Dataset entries

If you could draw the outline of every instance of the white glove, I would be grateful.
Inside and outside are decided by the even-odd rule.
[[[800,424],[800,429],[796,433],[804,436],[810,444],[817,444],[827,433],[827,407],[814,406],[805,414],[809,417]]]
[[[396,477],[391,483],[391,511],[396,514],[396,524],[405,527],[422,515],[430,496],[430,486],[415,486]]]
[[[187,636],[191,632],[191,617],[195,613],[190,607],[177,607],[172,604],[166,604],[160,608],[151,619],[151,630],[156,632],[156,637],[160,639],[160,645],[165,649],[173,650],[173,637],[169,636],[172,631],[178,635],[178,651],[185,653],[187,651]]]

AIM OF THE TASK
Would you set down all of the entries again, word for word?

OUTPUT BELOW
If you could draw the outline of every instance of the white glove, I would be grateful.
Inside and outside are decided by the even-odd rule.
[[[800,424],[800,429],[796,433],[804,436],[810,444],[817,444],[827,433],[827,407],[814,406],[805,414],[809,417]]]
[[[396,477],[391,483],[391,511],[396,514],[396,524],[405,527],[422,515],[430,496],[430,486],[415,486]]]
[[[187,636],[191,632],[191,617],[195,613],[190,607],[177,607],[172,604],[166,604],[160,608],[151,619],[151,630],[156,632],[156,637],[160,639],[160,645],[165,649],[173,650],[173,637],[169,636],[172,631],[178,635],[178,651],[185,653],[187,651]]]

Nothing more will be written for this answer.